Saved data entries:
__________________________________________________

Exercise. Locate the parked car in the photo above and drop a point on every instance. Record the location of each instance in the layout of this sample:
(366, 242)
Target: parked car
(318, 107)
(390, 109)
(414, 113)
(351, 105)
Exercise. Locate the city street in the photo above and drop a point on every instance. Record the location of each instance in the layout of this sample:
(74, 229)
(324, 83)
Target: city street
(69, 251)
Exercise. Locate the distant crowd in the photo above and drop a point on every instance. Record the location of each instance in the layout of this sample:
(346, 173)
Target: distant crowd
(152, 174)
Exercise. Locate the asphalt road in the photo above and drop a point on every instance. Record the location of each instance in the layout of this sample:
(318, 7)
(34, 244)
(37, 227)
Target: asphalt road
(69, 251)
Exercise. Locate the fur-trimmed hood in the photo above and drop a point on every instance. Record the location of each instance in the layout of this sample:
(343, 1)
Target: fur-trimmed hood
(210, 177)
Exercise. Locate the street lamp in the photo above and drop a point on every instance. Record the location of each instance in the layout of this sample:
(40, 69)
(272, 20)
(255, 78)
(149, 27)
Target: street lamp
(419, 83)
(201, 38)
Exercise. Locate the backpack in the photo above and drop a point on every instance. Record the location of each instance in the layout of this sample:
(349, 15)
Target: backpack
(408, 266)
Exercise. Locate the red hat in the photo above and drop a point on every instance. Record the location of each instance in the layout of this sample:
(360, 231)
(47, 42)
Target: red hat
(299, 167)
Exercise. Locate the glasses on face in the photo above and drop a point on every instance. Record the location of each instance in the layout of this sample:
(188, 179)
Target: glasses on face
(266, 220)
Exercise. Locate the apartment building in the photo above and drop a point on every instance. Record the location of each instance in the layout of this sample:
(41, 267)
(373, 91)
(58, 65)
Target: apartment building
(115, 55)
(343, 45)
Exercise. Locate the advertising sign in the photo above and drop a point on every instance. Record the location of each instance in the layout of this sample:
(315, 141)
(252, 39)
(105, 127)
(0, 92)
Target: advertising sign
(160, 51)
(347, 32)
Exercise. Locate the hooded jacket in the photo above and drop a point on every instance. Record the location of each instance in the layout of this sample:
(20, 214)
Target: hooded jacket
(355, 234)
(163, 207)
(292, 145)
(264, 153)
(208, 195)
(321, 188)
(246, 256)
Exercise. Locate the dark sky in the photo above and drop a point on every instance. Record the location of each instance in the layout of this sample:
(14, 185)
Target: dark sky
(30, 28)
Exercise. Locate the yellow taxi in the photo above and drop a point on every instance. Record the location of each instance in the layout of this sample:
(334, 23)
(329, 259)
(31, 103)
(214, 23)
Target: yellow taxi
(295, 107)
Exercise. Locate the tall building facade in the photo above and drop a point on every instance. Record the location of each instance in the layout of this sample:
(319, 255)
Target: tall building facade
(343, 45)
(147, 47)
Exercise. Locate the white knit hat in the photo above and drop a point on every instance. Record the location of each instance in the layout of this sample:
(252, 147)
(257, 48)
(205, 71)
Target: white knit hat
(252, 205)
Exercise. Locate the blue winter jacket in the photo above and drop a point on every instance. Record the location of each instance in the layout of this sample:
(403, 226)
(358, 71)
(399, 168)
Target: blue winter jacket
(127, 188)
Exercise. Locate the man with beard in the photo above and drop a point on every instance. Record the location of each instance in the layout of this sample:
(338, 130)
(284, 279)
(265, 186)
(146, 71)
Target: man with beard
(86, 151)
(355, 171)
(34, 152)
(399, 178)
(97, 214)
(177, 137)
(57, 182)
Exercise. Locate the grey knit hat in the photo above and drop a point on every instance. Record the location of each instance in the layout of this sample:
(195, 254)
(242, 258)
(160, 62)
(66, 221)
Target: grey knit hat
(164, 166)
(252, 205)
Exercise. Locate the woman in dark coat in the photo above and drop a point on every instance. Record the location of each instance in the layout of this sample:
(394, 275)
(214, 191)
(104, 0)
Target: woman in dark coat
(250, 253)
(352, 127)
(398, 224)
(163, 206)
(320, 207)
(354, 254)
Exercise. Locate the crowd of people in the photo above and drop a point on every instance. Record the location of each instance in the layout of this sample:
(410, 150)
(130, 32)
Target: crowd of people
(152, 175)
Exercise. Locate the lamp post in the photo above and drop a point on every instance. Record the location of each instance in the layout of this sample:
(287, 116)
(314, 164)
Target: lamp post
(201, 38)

__________________________________________________

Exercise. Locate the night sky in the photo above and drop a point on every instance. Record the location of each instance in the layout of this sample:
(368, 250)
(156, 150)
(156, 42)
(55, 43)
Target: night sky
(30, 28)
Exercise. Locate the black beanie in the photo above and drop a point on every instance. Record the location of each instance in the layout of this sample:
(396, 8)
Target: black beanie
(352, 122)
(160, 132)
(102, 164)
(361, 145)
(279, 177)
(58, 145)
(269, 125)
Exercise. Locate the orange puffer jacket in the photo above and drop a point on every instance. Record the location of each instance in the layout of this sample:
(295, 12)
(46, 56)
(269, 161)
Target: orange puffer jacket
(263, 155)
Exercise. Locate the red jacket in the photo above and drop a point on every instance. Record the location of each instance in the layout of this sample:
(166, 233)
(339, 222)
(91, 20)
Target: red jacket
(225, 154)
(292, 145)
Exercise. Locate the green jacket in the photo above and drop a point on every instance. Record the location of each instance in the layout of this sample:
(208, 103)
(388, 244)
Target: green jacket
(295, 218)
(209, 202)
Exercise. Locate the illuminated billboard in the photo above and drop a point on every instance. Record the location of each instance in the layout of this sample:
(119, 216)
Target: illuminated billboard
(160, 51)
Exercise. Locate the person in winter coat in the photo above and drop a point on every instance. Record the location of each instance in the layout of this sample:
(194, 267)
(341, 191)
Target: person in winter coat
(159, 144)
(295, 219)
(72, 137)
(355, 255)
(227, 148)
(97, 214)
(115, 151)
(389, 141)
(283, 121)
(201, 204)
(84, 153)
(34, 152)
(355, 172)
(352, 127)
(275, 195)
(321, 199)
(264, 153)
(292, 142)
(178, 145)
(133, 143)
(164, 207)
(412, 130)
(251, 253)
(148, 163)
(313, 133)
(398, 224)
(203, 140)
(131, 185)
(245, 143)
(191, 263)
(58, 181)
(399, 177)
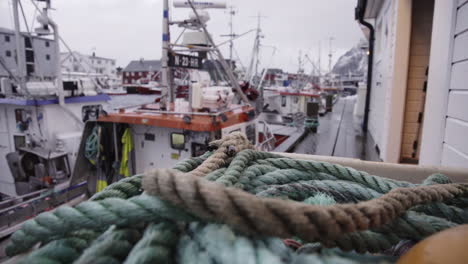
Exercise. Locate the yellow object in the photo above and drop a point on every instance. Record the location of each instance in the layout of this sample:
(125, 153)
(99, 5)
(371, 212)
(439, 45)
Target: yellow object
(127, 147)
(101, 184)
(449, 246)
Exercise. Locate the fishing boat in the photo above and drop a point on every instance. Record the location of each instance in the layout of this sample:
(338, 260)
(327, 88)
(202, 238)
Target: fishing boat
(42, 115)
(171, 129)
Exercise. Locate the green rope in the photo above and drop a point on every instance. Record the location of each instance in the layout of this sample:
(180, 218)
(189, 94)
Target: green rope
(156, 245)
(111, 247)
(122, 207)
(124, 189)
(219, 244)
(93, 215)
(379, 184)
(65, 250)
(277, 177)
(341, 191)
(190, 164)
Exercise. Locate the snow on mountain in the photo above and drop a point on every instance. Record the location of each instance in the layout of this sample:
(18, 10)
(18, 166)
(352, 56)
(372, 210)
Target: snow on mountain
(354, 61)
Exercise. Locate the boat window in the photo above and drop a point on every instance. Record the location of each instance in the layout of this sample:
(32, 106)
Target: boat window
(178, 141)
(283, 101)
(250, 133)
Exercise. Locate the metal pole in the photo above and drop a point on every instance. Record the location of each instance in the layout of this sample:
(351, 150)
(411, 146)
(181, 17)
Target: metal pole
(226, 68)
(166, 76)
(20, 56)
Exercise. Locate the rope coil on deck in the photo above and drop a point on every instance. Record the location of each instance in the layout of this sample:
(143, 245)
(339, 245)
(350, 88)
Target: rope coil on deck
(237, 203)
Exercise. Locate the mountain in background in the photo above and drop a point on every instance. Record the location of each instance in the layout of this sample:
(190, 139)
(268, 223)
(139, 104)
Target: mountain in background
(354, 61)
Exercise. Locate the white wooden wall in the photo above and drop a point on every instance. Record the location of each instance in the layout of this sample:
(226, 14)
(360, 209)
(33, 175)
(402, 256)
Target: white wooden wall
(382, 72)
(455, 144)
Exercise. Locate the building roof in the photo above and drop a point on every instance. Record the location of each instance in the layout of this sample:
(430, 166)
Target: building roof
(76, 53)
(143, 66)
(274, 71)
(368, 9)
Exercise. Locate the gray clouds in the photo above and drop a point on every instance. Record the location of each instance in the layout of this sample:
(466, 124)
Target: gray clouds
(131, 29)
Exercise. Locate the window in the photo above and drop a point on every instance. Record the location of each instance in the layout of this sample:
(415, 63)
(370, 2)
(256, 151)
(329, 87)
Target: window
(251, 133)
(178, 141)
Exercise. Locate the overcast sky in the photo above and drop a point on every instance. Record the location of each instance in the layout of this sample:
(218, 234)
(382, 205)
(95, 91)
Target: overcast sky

__________________________________________________

* [How to complete this task] If a line in the records contains "overcast", report it.

* [Final answer]
Exercise. Locate the overcast sky in the photo above and drop a point on every instance. Record the location of each instance in the layout of this sample:
Target: overcast sky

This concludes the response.